**THE DATA:**
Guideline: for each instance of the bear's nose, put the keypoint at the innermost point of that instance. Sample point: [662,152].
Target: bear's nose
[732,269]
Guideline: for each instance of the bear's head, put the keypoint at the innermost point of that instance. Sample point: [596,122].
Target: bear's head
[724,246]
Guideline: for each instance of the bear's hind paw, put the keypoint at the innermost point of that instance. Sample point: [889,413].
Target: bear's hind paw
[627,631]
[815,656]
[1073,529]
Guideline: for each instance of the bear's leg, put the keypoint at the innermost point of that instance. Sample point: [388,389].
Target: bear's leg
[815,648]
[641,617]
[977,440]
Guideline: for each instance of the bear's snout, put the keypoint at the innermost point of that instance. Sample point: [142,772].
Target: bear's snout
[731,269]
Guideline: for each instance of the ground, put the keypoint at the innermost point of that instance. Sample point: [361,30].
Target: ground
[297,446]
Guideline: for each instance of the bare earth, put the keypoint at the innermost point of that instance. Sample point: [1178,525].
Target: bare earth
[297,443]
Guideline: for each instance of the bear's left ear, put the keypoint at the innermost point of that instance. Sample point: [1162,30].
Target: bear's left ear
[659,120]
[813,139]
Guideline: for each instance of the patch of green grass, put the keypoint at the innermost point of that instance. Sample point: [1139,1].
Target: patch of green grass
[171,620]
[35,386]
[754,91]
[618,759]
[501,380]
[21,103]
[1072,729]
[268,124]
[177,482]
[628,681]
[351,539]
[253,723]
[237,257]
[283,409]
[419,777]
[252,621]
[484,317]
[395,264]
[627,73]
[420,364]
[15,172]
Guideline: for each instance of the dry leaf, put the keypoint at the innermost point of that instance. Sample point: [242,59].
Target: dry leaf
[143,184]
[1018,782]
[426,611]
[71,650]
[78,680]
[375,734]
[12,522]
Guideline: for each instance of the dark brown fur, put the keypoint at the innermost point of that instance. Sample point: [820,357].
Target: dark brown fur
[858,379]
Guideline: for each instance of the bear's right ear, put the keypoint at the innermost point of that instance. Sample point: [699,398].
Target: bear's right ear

**WORK ITEM:**
From the records above, copy each line in which the string "that" occurs.

**EXERCISE RESULT:**
Guideline: for each instance of the bear's nose, put the keypoint at the innermost point of that instance. Sample point: [662,152].
Guideline: for each instance of the bear's head, put the keypoint at the innermost point of that instance. Sample point: [596,122].
Guideline: for each instance of the bear's hind paw, put the keypoint at the innermost point of that instance. Sample point: [889,413].
Guideline: for each instance of the bear's leg, put the keypoint at the innermost point of that instance. Sample point: [388,389].
Guideline: for each instance of the bear's snout, put the keypoint at the innermost point of that instance. Sample point: [142,772].
Guideline: for each instance of the ground, put the keypoint at the innermost point of that instance. Sample point: [361,30].
Guideline: for each instance of the bare earth, put the keypoint at the innermost point of that instance. Sample point: [1178,525].
Guideline: for each instance of the bear's left ear, put the keypoint at the innermost point of that instance. Sample point: [1162,30].
Guideline: for each instance of the patch of green grass, put the keypoint at the innermost point of that instance. Sample point: [1139,1].
Guideline: for each instance of the dry leaf, put the keypoint at the innermost point of that instance. Sample point: [242,59].
Guideline: for each instance of the dark brown fur, put the keypoint at the innermost point of that instance. Sample point: [820,357].
Guideline: for each instance of the bear's right ear, put the keypoint at the innermost point of that instance. Sample point: [699,398].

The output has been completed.